• [EXERCISE BRIEF] Continue the class question-and-answer text, starting right after Netra's question about choosing the right bandwidth.

• [EXTRACTED TEXT]

※ ※ ※

Are there any other types of files we will work on? We’ve done csv, json, html and I was just wondering if theres more beyond that.

We will work with text files and files created by the SQLite database.

Farhat asks:

Will we have to work with 3-D or Contour plots for upcoming projects?

You won’t have to use them, but they may be useful.

Jason asks:

Can the 3D plot work for any functions regardless of complexity?

Not any function - the function has to have 2 variables. As far as complexity is concerned, if you can compute the function then you should be able to plot it.

Dakota asks:

Will our next project have to do with probabilities and predictions with KNN or will it have to do with the plots we are learning about?

Plots may be useful for the project, but the main tasks will deal with probabilistic models and linear regression.

Netra asks:

Could you go over choosing the right bandwidth again?

※ ※ ※

• [GIVEN RECORDS]
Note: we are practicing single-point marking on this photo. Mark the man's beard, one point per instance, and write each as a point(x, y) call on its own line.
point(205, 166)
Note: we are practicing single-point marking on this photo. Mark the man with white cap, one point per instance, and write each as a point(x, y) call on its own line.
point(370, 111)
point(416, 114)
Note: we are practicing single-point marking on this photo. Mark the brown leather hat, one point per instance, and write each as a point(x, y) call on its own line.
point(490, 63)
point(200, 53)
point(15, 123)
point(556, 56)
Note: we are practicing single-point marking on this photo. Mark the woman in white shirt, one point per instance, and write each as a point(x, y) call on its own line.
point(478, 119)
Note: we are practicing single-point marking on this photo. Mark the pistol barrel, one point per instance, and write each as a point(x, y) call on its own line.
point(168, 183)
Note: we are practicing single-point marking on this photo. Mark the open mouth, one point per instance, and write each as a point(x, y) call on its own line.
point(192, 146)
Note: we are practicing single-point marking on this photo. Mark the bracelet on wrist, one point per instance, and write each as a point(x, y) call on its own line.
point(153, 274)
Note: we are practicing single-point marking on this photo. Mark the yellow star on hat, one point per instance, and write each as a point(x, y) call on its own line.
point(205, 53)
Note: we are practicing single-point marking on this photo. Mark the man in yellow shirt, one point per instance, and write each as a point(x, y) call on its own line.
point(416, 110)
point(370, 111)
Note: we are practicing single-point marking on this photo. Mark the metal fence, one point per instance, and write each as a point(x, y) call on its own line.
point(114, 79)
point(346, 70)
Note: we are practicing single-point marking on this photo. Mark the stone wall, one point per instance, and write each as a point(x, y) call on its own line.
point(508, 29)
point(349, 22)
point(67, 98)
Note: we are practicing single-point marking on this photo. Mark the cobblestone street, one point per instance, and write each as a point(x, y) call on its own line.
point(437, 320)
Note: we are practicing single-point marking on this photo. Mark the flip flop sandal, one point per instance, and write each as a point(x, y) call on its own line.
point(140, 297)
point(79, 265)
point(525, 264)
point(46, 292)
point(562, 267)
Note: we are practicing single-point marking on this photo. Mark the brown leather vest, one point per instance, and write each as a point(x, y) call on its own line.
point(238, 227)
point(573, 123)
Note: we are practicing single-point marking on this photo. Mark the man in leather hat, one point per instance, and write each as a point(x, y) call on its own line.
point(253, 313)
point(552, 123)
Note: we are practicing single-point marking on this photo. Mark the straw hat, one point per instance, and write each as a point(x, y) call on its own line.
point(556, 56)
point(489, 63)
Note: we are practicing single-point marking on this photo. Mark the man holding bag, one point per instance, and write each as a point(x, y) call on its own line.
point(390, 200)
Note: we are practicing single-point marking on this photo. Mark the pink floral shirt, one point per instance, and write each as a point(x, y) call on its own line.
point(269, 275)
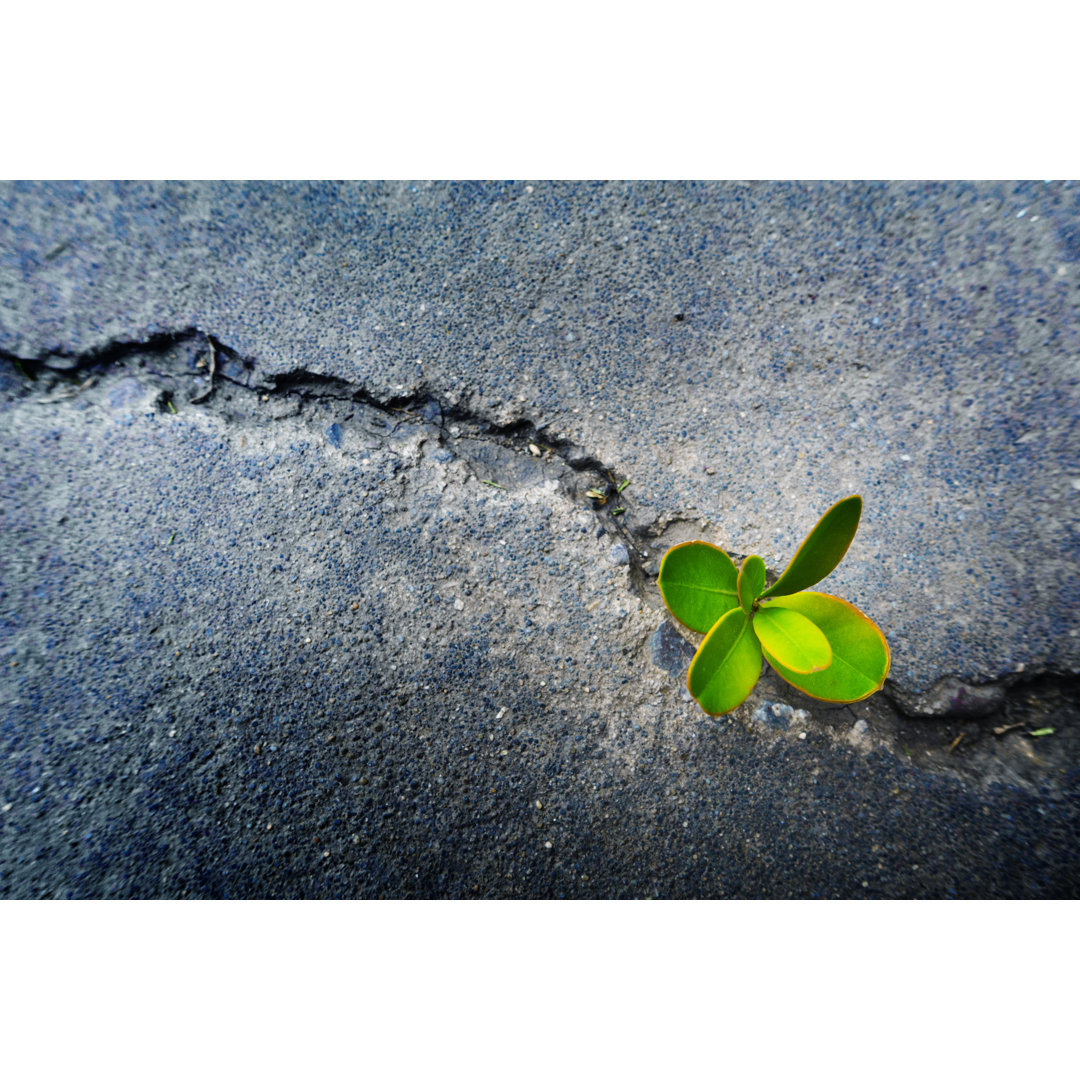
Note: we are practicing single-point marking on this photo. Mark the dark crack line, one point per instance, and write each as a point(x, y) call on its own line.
point(515, 434)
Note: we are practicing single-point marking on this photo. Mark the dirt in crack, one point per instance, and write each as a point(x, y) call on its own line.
point(192, 370)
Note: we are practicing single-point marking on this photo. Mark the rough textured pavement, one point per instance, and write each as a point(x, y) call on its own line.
point(341, 620)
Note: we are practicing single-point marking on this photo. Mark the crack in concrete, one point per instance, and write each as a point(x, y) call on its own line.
point(949, 699)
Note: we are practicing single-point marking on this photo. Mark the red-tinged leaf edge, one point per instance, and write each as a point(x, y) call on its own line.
point(800, 572)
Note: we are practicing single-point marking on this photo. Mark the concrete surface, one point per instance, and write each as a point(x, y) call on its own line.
point(343, 622)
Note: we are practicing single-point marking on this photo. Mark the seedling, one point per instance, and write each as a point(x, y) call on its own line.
point(820, 644)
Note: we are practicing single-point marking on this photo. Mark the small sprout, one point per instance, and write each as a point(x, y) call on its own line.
point(801, 634)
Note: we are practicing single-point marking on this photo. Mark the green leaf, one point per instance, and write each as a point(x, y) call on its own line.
point(726, 665)
point(751, 581)
point(821, 552)
point(698, 583)
point(860, 651)
point(793, 639)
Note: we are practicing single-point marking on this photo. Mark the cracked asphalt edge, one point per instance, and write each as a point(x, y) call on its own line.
point(928, 725)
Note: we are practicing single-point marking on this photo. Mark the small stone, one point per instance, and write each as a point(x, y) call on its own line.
point(670, 650)
point(285, 408)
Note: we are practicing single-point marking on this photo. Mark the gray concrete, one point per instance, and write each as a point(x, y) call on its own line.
point(349, 625)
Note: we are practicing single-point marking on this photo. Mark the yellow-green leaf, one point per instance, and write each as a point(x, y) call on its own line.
point(751, 581)
point(860, 651)
point(793, 639)
point(726, 665)
point(698, 583)
point(822, 550)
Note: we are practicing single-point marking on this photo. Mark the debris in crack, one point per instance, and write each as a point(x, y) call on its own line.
point(950, 697)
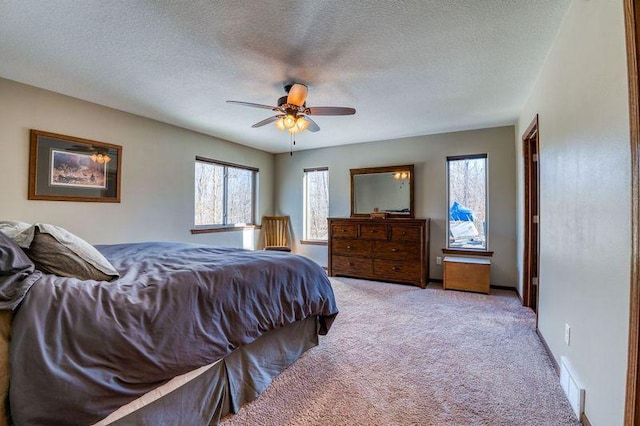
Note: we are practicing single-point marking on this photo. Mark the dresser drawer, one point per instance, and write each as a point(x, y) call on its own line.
point(397, 270)
point(351, 247)
point(373, 232)
point(350, 265)
point(396, 250)
point(406, 233)
point(344, 231)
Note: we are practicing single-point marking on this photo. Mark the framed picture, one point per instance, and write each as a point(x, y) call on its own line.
point(66, 168)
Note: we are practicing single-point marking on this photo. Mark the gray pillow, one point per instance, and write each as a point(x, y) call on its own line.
point(17, 273)
point(55, 250)
point(11, 228)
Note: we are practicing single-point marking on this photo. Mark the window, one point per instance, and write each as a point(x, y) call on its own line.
point(316, 203)
point(467, 201)
point(224, 194)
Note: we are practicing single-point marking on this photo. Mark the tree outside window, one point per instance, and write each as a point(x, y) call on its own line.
point(467, 201)
point(316, 204)
point(224, 194)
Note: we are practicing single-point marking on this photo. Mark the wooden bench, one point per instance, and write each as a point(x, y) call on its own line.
point(466, 273)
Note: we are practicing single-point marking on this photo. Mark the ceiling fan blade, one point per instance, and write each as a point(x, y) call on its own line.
point(267, 121)
point(272, 108)
point(330, 111)
point(297, 94)
point(313, 126)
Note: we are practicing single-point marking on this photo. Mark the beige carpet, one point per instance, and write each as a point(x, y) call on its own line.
point(400, 355)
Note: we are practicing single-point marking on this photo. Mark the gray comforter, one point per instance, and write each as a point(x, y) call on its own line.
point(81, 349)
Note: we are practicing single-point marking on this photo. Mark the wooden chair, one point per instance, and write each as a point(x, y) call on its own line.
point(276, 233)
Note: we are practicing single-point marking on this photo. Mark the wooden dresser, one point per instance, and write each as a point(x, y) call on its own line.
point(394, 250)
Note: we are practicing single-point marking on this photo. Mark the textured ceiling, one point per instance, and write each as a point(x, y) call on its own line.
point(409, 67)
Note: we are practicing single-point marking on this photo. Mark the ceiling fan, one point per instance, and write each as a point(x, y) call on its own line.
point(292, 113)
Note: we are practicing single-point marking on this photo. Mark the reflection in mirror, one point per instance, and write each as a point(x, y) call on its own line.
point(382, 189)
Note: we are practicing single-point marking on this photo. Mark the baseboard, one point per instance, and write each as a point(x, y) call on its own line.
point(556, 366)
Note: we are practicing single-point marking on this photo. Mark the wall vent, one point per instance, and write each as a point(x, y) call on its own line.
point(571, 386)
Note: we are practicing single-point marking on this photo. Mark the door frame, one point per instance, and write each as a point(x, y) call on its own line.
point(530, 146)
point(632, 400)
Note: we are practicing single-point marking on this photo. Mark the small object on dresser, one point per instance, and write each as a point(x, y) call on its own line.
point(376, 214)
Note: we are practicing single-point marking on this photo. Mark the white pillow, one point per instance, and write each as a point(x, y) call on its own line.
point(11, 228)
point(77, 245)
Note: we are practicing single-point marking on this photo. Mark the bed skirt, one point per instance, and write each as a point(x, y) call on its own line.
point(204, 396)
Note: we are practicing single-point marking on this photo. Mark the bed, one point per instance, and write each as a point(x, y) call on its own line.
point(186, 334)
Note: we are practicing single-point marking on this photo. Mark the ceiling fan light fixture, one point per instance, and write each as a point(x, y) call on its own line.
point(289, 121)
point(302, 124)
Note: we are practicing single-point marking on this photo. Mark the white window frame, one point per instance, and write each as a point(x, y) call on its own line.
point(486, 201)
point(305, 208)
point(254, 185)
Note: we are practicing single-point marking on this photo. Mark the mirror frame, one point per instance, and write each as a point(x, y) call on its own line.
point(387, 169)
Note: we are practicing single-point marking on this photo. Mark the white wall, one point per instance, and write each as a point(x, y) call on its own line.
point(157, 170)
point(428, 153)
point(581, 98)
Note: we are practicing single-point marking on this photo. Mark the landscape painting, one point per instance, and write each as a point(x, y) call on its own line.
point(77, 170)
point(69, 168)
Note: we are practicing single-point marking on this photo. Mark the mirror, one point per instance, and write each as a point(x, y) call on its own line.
point(387, 189)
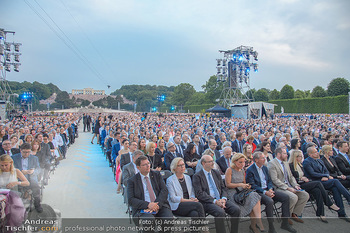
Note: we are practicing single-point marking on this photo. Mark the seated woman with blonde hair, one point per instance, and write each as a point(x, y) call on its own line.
point(182, 199)
point(9, 183)
point(235, 182)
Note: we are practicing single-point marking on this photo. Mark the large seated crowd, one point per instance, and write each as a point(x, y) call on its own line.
point(195, 165)
point(30, 148)
point(190, 165)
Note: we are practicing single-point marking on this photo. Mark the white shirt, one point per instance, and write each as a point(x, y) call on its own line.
point(262, 177)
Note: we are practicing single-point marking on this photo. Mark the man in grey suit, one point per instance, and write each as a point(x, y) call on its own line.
point(29, 165)
point(130, 169)
point(127, 157)
point(212, 145)
point(44, 156)
point(284, 181)
point(212, 193)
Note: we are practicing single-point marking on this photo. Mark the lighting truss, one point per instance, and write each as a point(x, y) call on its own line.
point(234, 70)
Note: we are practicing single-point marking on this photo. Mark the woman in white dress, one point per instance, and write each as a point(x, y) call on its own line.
point(11, 205)
point(9, 175)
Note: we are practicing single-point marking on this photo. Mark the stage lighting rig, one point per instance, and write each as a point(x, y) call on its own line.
point(234, 69)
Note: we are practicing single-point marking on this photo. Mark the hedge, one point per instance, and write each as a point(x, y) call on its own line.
point(337, 104)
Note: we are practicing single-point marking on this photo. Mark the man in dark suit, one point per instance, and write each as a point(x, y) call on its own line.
point(147, 194)
point(222, 139)
point(29, 164)
point(256, 138)
point(343, 159)
point(199, 146)
point(179, 148)
point(129, 170)
point(6, 148)
point(44, 156)
point(127, 157)
point(202, 139)
point(88, 123)
point(316, 139)
point(225, 160)
point(237, 145)
point(274, 142)
point(258, 177)
point(84, 121)
point(211, 192)
point(316, 170)
point(170, 155)
point(305, 145)
point(335, 146)
point(115, 146)
point(8, 135)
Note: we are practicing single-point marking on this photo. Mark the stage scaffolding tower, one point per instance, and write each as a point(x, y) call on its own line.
point(234, 70)
point(9, 59)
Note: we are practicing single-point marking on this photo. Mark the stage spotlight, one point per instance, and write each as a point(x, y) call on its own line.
point(16, 67)
point(8, 67)
point(17, 46)
point(223, 62)
point(8, 46)
point(219, 62)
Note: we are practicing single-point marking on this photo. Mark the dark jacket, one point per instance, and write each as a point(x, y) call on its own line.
point(136, 193)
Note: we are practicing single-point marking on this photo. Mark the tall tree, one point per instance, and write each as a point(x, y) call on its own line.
point(287, 92)
point(299, 94)
point(213, 89)
point(318, 91)
point(338, 86)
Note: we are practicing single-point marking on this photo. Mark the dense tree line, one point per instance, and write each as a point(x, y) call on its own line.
point(176, 97)
point(184, 94)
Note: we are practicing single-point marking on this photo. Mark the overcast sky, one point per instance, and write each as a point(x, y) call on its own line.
point(167, 42)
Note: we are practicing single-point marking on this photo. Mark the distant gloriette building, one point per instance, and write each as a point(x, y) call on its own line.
point(88, 91)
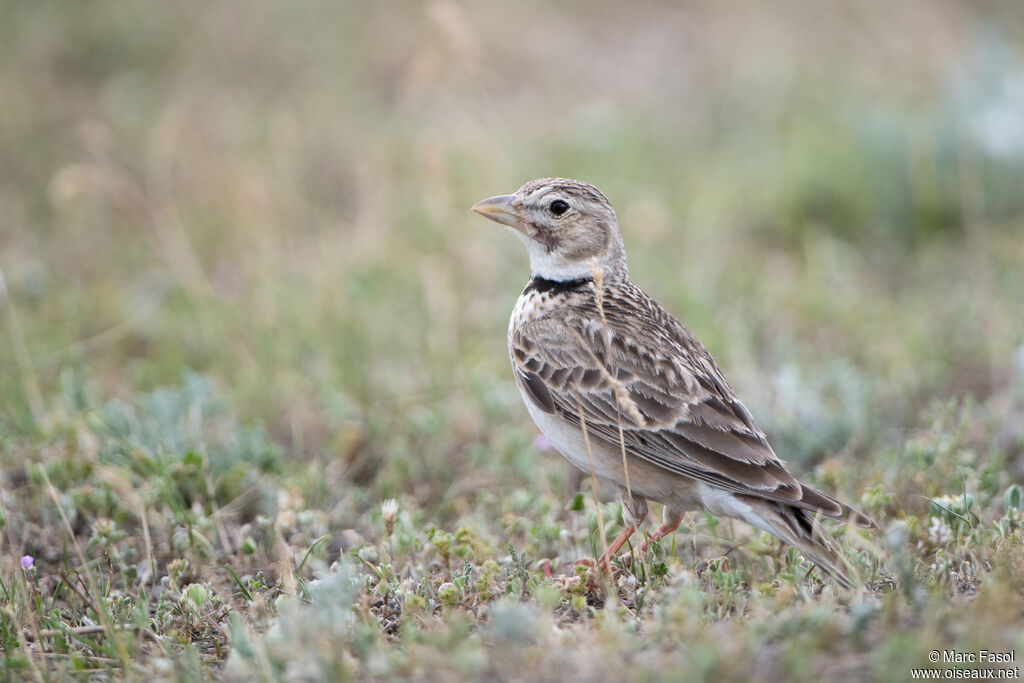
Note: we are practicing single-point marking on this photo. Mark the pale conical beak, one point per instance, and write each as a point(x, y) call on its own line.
point(498, 209)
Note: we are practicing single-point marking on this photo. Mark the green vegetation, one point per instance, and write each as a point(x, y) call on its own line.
point(256, 420)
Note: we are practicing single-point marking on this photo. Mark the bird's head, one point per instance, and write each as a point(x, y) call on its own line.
point(565, 224)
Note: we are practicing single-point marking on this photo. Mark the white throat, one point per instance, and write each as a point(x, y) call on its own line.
point(551, 266)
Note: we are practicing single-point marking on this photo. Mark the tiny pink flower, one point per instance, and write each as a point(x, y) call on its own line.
point(541, 442)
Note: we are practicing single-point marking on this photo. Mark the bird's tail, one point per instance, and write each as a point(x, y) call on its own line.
point(799, 528)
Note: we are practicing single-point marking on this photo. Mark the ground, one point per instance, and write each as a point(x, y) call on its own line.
point(256, 416)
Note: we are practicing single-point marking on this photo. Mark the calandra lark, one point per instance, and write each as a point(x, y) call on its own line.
point(622, 389)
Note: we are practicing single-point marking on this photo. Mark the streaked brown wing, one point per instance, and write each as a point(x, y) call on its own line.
point(676, 410)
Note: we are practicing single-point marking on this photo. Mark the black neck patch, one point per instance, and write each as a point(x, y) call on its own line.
point(539, 284)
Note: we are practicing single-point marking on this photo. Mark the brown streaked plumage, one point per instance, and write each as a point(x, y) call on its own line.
point(597, 351)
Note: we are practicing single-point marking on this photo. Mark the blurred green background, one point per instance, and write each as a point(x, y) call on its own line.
point(275, 197)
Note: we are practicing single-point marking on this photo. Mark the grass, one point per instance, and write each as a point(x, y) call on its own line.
point(256, 420)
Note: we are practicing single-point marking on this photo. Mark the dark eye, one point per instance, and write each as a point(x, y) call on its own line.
point(558, 207)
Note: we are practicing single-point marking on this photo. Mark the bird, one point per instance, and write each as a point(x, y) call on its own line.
point(624, 391)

※ ※ ※

• [WRITTEN ANSWER]
It would require too much writing to explain it here, but I can explain it e.g. during office hours.

John asks:

Are the projects that we do in this class reflective of what data scientists do during their day-to-day work?

Data scientists deal with a lot of different tasks. The projects deal with some tools and issues that data scientists work with, but not all of them.

bochun asks:

This weeks’ content is easy to understand. And Now I’m imaging what will the next project be. Since currently we are doing more coding, will the next project still be a short one?

No, it will be a regular, longer project.